- _Fragmento de origen_
··········

Él le ruega a ella que le entregue su virginidad, ella finge que jamás se la dará, negada por los convencionalismos, sus padres, la familia. Todo ese tonteo para acabar con las piernas abiertas dentro de media hora, como mucho, ¡qué digo!, antes de quince minutos ya se ha levantado el vestido. Él es quien se quita la camisa un poco tarde (…). La chica detrás de mí me besa la nuca, y su lengua discurre en mi oreja. Todo eso es absurdo, pero me gusta, me da un placer vertiginoso, que sube desde mis pantorrillas hacia mi garganta, y se me llena de burbujas la boca. Permanezco, sin embargo, inmóvil. Temerosa de hacer algún ruido y de romper el encantamiento (p. 53).
La reflexión paralela que realiza desde las relaciones sexuales y amorosas no solo entre dos, sino desde una mentalidad desinhibida y transgresora, compuesta por tres, se constituye como un mecanismo más para denunciar explícitamente la azarosa historia de objeto que ha vivido la mujer durante siglos. Para sustentar este planteamiento es meritorio señalar la idea expuesta por Aiello (2013):
En su discurso narrativo las reflexiones de la voz narrativa y de sus personajes sobre el deseo erótico de la mujer reconoce el vínculo intrínseco entre la sexualidad y el sentido de identidad tan importante para la mujer, en oposición a lo que históricamente el cuerpo femenino se ha reprimido y al doble modelo de moralidad que ha estado vigente y que aún prevalece en muchas de nuestras culturas (p. 9).
Es así como se puede aseverar que esta novela, a pesar de su manera compleja de escritura -concebida desde dos planos discursivos distintos interconectados- tan distinta al tono más explícito de la reflexión de género propuesta en sus otros textos, de igual modo tiene gran significación como discurso feminista, pues al realizar este gesto, la novelista no solo deja inscrito en la representación literaria la voz y el ser silenciado de la mujer, sino que a su vez está escapando a la situación de víctima, ya que es su obra el medio por el cual busca romper con la verticalidad del poder.

··········

- _Datos mostrados_
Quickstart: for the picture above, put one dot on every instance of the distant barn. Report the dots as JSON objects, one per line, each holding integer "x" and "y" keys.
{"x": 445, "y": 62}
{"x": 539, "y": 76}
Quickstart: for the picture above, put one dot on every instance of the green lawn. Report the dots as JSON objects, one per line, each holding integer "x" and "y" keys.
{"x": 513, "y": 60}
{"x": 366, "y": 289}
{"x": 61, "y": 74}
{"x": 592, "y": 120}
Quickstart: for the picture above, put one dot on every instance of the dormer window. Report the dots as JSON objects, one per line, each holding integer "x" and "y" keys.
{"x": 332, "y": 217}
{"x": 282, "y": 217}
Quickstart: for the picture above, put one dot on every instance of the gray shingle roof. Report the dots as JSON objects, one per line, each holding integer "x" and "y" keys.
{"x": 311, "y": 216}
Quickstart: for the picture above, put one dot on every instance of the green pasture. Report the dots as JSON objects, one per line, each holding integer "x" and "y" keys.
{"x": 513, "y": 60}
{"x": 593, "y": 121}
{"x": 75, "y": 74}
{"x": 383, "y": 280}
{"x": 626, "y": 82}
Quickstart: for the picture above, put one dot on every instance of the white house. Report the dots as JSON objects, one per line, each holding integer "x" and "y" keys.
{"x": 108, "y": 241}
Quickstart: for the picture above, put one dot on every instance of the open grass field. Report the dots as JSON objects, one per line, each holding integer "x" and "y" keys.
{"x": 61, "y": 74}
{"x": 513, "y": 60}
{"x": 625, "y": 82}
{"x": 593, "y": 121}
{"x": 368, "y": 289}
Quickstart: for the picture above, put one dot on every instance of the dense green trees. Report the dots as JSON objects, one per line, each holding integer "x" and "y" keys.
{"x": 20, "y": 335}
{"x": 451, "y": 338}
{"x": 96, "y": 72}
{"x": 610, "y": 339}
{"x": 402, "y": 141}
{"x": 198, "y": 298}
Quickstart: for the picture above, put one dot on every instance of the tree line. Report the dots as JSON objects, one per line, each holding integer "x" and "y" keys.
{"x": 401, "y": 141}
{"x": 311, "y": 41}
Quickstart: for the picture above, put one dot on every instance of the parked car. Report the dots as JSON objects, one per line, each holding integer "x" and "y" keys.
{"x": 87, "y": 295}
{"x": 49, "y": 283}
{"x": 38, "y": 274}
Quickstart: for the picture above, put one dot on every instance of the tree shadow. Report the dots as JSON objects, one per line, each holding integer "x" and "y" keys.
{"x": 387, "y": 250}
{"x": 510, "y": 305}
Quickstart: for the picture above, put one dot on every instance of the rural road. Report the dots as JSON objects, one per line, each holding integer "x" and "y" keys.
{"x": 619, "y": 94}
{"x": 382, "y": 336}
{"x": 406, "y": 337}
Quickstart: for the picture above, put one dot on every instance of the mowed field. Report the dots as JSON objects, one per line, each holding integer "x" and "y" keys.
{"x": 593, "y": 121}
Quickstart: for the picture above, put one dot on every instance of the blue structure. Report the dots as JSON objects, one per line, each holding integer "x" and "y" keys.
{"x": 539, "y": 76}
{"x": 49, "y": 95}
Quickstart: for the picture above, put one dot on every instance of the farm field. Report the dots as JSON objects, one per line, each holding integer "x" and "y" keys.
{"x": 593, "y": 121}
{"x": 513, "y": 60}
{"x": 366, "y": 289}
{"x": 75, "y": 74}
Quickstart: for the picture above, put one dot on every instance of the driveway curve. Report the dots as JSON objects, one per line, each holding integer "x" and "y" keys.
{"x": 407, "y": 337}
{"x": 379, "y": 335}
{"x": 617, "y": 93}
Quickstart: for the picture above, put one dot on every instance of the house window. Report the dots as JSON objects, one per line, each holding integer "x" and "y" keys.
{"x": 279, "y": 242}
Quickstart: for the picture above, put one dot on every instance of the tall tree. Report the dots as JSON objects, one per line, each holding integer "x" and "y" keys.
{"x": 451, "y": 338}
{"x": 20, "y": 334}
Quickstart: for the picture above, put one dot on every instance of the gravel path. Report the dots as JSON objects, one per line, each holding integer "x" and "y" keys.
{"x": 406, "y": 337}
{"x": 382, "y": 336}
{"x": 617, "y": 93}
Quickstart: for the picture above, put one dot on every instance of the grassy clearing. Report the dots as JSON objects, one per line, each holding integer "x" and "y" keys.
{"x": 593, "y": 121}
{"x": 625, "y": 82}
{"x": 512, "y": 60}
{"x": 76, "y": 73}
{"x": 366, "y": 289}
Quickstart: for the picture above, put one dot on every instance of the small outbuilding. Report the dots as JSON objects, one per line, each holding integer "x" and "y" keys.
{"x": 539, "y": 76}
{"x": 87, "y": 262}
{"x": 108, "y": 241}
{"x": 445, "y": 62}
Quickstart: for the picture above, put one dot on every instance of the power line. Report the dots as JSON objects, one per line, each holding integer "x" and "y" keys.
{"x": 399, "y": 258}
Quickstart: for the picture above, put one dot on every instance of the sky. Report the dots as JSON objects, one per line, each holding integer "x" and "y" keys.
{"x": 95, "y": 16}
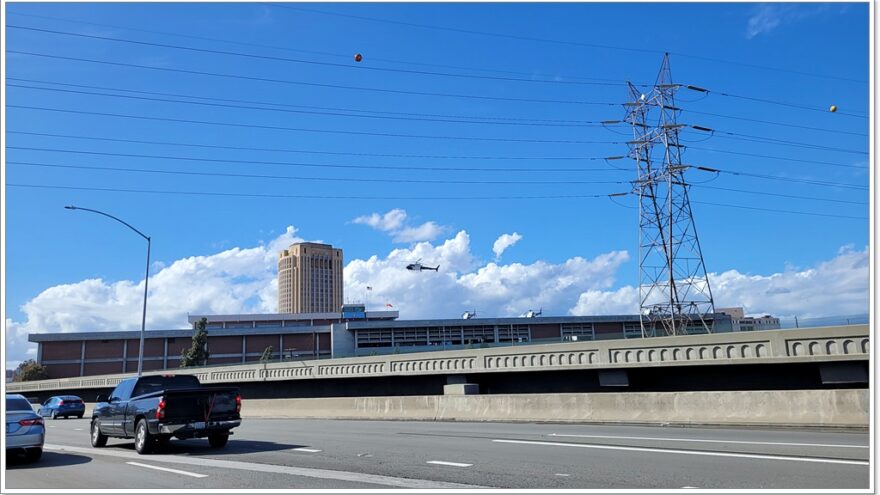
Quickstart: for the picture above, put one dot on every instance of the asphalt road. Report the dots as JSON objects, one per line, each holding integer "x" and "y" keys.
{"x": 317, "y": 454}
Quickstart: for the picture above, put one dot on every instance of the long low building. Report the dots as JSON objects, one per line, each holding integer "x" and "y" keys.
{"x": 235, "y": 339}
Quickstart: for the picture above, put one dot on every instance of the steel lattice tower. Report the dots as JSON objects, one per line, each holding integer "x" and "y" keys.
{"x": 674, "y": 293}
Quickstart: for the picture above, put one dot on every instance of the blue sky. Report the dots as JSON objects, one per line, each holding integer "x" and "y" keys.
{"x": 796, "y": 55}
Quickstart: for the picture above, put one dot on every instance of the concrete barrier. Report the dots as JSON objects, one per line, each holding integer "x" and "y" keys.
{"x": 823, "y": 408}
{"x": 807, "y": 408}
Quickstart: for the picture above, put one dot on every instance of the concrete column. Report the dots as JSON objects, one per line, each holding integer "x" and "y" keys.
{"x": 82, "y": 359}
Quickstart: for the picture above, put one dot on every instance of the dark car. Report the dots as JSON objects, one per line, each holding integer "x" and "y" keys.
{"x": 153, "y": 409}
{"x": 63, "y": 405}
{"x": 25, "y": 431}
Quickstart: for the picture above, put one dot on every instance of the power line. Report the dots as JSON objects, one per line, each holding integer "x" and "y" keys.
{"x": 313, "y": 165}
{"x": 765, "y": 193}
{"x": 784, "y": 179}
{"x": 833, "y": 164}
{"x": 783, "y": 124}
{"x": 304, "y": 196}
{"x": 324, "y": 152}
{"x": 313, "y": 112}
{"x": 288, "y": 105}
{"x": 299, "y": 50}
{"x": 571, "y": 43}
{"x": 404, "y": 181}
{"x": 304, "y": 83}
{"x": 776, "y": 210}
{"x": 386, "y": 167}
{"x": 393, "y": 155}
{"x": 318, "y": 179}
{"x": 305, "y": 129}
{"x": 374, "y": 198}
{"x": 780, "y": 142}
{"x": 311, "y": 62}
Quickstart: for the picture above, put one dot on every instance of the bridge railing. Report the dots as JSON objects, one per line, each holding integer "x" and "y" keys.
{"x": 769, "y": 346}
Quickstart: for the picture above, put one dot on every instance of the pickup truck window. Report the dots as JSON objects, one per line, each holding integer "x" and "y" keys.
{"x": 149, "y": 384}
{"x": 123, "y": 390}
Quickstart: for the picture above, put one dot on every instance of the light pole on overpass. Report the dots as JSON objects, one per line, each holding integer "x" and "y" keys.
{"x": 146, "y": 280}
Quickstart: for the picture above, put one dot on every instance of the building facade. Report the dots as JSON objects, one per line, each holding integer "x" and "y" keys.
{"x": 742, "y": 323}
{"x": 236, "y": 339}
{"x": 310, "y": 278}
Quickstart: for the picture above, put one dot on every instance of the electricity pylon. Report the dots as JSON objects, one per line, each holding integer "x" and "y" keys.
{"x": 674, "y": 293}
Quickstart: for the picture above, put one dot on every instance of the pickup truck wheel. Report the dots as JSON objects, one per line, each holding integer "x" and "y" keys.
{"x": 98, "y": 439}
{"x": 143, "y": 441}
{"x": 218, "y": 440}
{"x": 33, "y": 455}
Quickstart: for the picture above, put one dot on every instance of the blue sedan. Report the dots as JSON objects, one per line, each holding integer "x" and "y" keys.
{"x": 63, "y": 405}
{"x": 25, "y": 431}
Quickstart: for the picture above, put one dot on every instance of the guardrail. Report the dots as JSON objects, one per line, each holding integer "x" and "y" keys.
{"x": 787, "y": 346}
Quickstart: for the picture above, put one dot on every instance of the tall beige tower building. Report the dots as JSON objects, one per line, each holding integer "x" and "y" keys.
{"x": 310, "y": 279}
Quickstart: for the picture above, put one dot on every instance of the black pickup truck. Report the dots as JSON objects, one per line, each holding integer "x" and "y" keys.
{"x": 152, "y": 409}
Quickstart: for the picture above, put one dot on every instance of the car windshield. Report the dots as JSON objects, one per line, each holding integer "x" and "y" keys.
{"x": 18, "y": 404}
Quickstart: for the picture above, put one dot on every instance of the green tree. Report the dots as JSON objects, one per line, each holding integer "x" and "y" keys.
{"x": 197, "y": 354}
{"x": 267, "y": 355}
{"x": 30, "y": 370}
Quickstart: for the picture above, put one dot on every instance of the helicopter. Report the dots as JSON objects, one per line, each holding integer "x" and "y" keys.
{"x": 532, "y": 313}
{"x": 418, "y": 266}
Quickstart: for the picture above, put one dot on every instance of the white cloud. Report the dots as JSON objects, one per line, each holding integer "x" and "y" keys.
{"x": 464, "y": 283}
{"x": 503, "y": 242}
{"x": 243, "y": 280}
{"x": 835, "y": 287}
{"x": 388, "y": 222}
{"x": 768, "y": 17}
{"x": 427, "y": 231}
{"x": 393, "y": 223}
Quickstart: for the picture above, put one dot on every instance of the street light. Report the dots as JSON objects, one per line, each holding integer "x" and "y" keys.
{"x": 146, "y": 280}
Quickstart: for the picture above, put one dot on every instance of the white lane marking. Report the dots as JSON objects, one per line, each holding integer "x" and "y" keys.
{"x": 687, "y": 452}
{"x": 447, "y": 463}
{"x": 175, "y": 471}
{"x": 353, "y": 477}
{"x": 712, "y": 441}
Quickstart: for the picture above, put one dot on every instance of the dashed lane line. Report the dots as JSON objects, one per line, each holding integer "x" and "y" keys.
{"x": 453, "y": 464}
{"x": 698, "y": 440}
{"x": 374, "y": 479}
{"x": 686, "y": 452}
{"x": 168, "y": 470}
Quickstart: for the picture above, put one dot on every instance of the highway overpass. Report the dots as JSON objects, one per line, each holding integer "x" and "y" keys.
{"x": 812, "y": 376}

··········

- _Instrucciones_
(A) Según el fragmento de crítica literaria, ¿desde cuántos planos discursivos está concebida la novela?
(B) Prosigue el fragmento de crítica literaria sobre la novela a partir de su última oración.

- _Respuestas en orden_
(A) Desde dos planos discursivos distintos e interconectados.

(B)
El segundo punto temático que unifica conceptualmente varios cuadros de la colección curatoriados por la novelista es el vinculado con sucesos históricos universales, que -sin embargo- desde esta perspectiva dan cuenta de la realidad socio-política cubana. Esta iconicidad se complementa con alusiones en la diégesis de la novela, que son muestras tácitas de la nostalgia que siente la narradora por su madre tierra y lo difícil que se le hace prescindir completamente de esos rasgos melancólicos.
En el texto existe una intención por textualizar desde la ficción, tomando como referente obras de arte, una realidad social -la cubana-, pues la escritora ha sufrido las consecuencias de la rebeldía frente al poder hegemónico castrista que la ha perseguido y condenado, al igual que a otros tantos cubanos en diáspora forzada. En este contexto, Valdés no pierde la ocasión para arremeter contra el discurso social y político instaurado hace más de cincuenta años en la isla. La novelista en su sitio web (zoevaldes. org) realiza una crítica fuerte al sistema de gobierno cubano y desde aquí mantiene su posición de animadora permanente de la posibilidad de cambio radical.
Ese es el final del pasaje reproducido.